__Required tasks__
A - Reproduce verbatim the excerpt on Israel's blockade of Gaza, starting at "On November 4" and ending at "honor its commitment.".
B - Write the next portion of the excerpt on Israel's blockade of Gaza, beginning immediately after its final sentence.

__Excerpt provided__

>> Begin

Boats from Cyprus carrying international peace activists have been able to do so three times in the past three months. Israel tightened the siege after Hamas pre-empted what many have described as a US-backed offensive by the rival Fatah movement of President Mahmoud Abbas aimed at ousting the Islamists from Gaza.

Various UN and EU officials, as well as scores of human rights groups, have slammed the siege as "collective punishment of a civilian population," an act that is defined by the Fourth Geneva Convention as a war crime.

On November 4 Israel shattered a five-month-old truce with Hamas by invading the Gaza Strip and killing seven members of the Islamist group. Under the terms of the agreement, which virtually halted violence in and around Gaza, Israel was to significantly ease the blockade. But the Jewish state did not honor its commitment.

>> End

__Provided material__
>> Begin

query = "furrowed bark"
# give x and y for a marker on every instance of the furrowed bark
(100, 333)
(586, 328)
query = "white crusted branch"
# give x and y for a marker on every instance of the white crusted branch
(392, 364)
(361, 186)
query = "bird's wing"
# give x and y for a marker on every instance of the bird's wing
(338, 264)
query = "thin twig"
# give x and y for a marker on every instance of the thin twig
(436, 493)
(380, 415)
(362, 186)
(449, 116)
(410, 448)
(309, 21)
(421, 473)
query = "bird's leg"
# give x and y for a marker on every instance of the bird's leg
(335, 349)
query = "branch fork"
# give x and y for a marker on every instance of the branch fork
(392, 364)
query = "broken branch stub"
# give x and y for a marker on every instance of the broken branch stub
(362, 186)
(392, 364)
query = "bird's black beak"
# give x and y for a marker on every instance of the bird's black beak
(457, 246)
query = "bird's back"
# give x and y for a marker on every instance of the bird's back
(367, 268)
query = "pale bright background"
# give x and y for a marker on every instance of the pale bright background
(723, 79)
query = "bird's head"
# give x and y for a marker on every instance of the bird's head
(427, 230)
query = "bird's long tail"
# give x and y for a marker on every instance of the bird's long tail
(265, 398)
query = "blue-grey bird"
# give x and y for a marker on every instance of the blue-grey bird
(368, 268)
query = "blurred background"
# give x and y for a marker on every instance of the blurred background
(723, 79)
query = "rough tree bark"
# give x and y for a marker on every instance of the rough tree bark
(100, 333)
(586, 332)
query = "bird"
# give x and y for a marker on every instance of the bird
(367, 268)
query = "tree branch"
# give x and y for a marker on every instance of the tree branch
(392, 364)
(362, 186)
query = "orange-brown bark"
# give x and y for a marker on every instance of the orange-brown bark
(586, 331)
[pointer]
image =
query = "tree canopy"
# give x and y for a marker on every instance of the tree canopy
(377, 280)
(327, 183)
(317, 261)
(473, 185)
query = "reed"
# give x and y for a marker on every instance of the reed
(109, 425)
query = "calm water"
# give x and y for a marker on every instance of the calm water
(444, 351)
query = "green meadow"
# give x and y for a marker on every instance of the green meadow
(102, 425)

>> End
>> Begin

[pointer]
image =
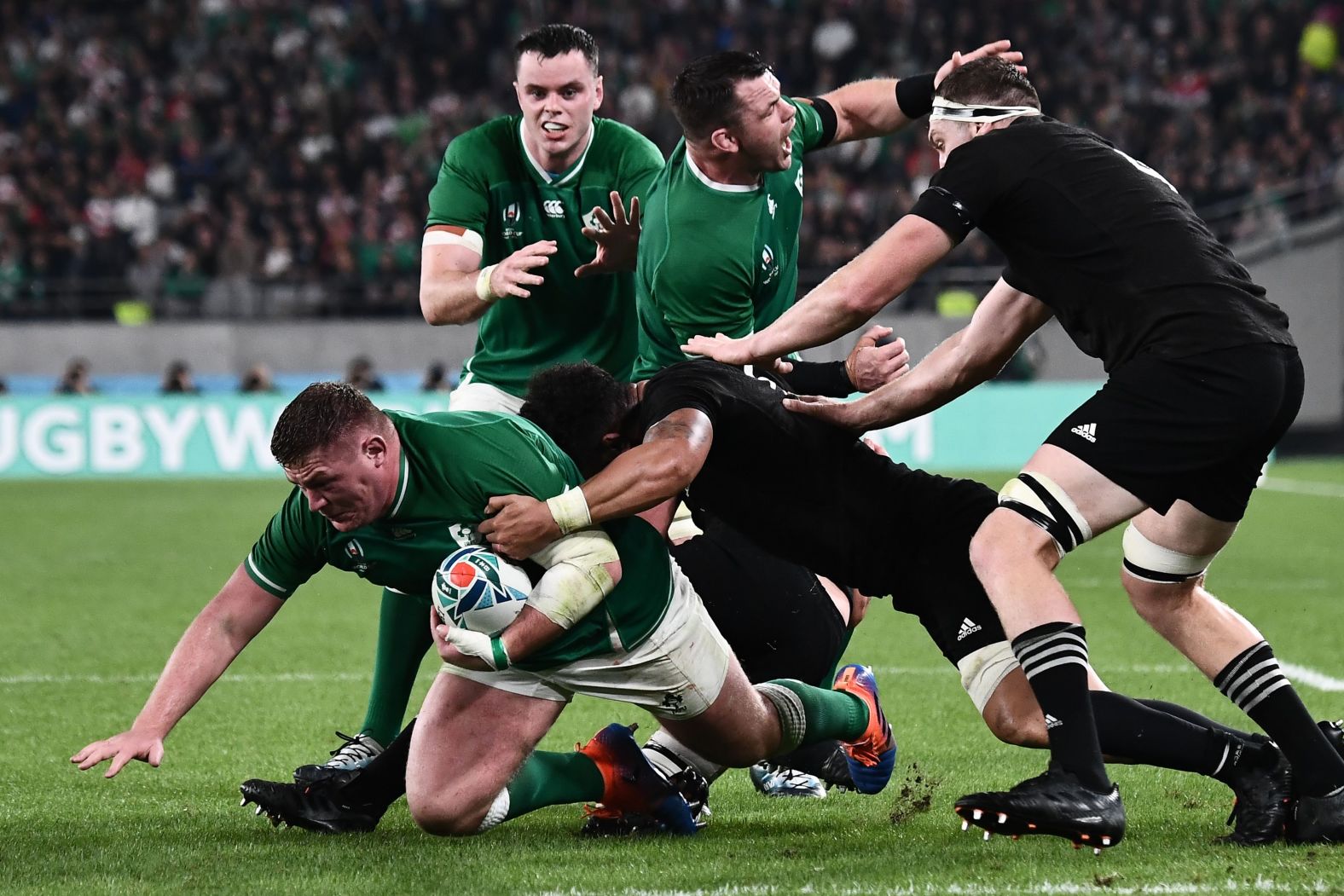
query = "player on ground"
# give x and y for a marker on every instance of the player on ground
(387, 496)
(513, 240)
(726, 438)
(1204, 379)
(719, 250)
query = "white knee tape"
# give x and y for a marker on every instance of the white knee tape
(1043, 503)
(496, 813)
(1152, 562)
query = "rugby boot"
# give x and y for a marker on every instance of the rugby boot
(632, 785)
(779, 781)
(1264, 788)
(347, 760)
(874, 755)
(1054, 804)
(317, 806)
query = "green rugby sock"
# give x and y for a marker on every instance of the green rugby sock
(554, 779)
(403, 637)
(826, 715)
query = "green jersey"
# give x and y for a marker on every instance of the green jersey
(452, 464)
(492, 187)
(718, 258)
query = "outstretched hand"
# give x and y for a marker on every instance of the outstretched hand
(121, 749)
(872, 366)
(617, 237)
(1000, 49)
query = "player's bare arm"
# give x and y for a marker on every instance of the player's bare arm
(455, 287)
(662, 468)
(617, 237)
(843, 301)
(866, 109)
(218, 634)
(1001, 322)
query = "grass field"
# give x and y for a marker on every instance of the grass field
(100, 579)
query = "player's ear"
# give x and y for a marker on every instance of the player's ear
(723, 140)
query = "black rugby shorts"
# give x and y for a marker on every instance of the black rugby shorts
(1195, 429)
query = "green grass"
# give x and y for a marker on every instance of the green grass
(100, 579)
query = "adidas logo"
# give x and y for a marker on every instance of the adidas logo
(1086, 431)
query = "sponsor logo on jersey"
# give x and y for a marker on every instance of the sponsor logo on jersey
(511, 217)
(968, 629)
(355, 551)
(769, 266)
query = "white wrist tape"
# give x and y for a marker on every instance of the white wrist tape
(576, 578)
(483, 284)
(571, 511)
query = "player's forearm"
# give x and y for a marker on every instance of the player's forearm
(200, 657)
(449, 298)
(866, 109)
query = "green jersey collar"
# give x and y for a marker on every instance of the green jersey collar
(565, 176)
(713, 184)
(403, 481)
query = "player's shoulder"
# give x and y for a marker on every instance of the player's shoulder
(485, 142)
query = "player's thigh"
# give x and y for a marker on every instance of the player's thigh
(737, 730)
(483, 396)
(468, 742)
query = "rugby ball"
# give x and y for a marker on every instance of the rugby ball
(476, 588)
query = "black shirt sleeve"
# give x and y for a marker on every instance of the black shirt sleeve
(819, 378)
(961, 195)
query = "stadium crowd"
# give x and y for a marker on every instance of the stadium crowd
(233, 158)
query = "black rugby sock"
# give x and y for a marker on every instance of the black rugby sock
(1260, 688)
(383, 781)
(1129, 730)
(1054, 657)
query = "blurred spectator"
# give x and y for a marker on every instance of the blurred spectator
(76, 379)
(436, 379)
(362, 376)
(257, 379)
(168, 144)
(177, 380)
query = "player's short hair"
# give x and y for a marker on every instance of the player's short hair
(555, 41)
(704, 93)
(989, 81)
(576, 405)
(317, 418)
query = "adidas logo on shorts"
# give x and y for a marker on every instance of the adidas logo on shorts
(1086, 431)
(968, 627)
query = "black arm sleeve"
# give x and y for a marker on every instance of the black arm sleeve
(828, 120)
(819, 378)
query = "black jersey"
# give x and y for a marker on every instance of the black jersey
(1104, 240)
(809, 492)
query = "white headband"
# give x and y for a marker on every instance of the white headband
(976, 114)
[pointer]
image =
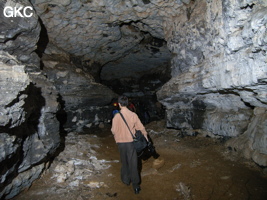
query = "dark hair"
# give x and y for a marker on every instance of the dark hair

>> End

__Final answers__
A -
On November 4 Israel shattered a five-month-old truce with Hamas by invading the Gaza Strip and killing seven members of the Islamist group. Under the terms of the agreement, which virtually halted violence in and around Gaza, Israel was to significantly ease the blockade. But the Jewish state did not honor its commitment.

B -
In a speech Meshaal said the return of Palestinian refugees to a homeland now under Israeli occupation was "a natural right guaranteed under international law." "Anyone who compromises on the right of return is party to a great crime," he said.

The United Nations Relief and Works Agency (UNRWA), created in 1949 after the first Arab-Israeli war for Palestinian refugees in the Gaza Strip, Jordan, Lebanon and Syria, accords "refugee of Palestine" status to people who lived in Palestine between June 1946 and May 1948, as well as to their descendants.